CONSEGNE:
1. Riproduci fedelmente il passo della recensione che va da "Il gruppo di" fino a "genere di ascolti.".
2. Prosegui, per favore, la recensione del secondo album dei Circulus a partire dall'ultima frase riportata.

ESTRATTO DEL TESTO:
=====

Trippy second album from prime ministers of the English’s prog folk movement
Possono piacere più in Europa continentale che in Bretagna, terra d’origine dei Circulus, giunti al loro secondo album e lanciatissimi sulla scia del The Green Man festival edizione 2006. Questo è possibile perché il nuovo, secondo, album della band guidata dal cantante, chitarrista e compositore Michael Tyack, vivrebbe meno di paragoni adando a colmare il vuoto lasciato anni fa da band importanti ed amatissime sul suolo continental, forse più che nella loro terra d’origine.
Il gruppo di Tyack , uno che questa roba la suona da dieci anni, si presenta con un secondo album meglio congegnato del precedente che somma molti stili derivativi ma tutti trattati con una certa, inoppugnabile, sobrietà. Folk rock, progressive, certo acid jazz e chiari riferimenti a Jethro Tull, Gentle Giant e Renaissance rendono i Circulus amabili presso il pubblico adulto così come presso quanti vivono sull’onda del nuovo movimento folk inglese e sono alle prime armi con questo genere di ascolti.
I momenti migliori del disco sono quando dalle retrovie le linee contrappuntistiche del moog di Oliver Parfitt e i fiati di legno di Will Summers vengono a galla e rispondono alle voci di Tyack e della vocalist francese Lo Polidoro.

=====

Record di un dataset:
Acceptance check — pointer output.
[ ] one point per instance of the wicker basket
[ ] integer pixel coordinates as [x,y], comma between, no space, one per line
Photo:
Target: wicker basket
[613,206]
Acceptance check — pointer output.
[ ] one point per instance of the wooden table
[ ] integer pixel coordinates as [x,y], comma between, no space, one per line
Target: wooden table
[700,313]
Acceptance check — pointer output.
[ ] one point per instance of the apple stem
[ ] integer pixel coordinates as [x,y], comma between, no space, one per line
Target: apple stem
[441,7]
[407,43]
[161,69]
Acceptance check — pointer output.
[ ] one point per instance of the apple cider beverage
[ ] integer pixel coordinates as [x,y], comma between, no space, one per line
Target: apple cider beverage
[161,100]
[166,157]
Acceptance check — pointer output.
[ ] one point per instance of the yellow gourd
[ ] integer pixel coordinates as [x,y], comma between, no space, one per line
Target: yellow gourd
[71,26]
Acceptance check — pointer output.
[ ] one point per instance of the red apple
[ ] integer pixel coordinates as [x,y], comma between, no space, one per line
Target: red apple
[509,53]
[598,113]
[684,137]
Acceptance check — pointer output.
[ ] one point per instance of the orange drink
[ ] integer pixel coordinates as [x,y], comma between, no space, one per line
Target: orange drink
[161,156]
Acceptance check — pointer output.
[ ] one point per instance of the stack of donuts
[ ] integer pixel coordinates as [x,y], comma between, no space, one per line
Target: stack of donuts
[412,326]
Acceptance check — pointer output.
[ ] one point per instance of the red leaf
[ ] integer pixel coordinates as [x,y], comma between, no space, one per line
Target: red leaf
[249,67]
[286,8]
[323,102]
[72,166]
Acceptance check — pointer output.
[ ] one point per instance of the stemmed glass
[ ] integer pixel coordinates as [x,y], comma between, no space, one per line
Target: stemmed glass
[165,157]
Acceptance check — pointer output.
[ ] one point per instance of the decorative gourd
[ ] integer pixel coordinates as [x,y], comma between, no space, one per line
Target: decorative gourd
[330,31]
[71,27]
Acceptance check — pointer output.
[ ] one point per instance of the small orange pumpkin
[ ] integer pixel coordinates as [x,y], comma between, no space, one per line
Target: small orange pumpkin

=====

RISPOSTE ATTESE:
1.
Il gruppo di Tyack , uno che questa roba la suona da dieci anni, si presenta con un secondo album meglio congegnato del precedente che somma molti stili derivativi ma tutti trattati con una certa, inoppugnabile, sobrietà. Folk rock, progressive, certo acid jazz e chiari riferimenti a Jethro Tull, Gentle Giant e Renaissance rendono i Circulus amabili presso il pubblico adulto così come presso quanti vivono sull’onda del nuovo movimento folk inglese e sono alle prime armi con questo genere di ascolti.

2.
Si parte con “Dragon’s dance” dal tono epico e sinuoso e dal tema davvero primi settanta per continuare con “Song of our despair”,uno dei migliori brani del disco, netto passo avanti nella scrittura. In “Willow Tree” il gruppo ricorda i minori Ben ( una sottovalutata band su Vertigo ) mentre in “Wherever she goes” mischiano un medium groove a un sound più moderno mentre le modulazioni armoniche giocano su sviluppi armonici consolidati.
Bravo è Tyack e i suoi a dare continuità al disco e la produzione di Kit Woolven non è mai aggressiva. Lo strumentale “To the fields” apparentemente inutile su disco, funziona benissimo dal vivo con la sua struttura punto a capo.
Molti altri possono essere i termini di paragone da chimare in causa con i Circulus al punto tale che può essere divertente scoprire questa o quella similitudine se avete del tempo da perdere. Alla fine dei 42 minuti di “Clocks are like people” dei Circulus si può addirittura restare interdetti, specialmente se è il primo ascolto e se si guarda indietro senza ironia.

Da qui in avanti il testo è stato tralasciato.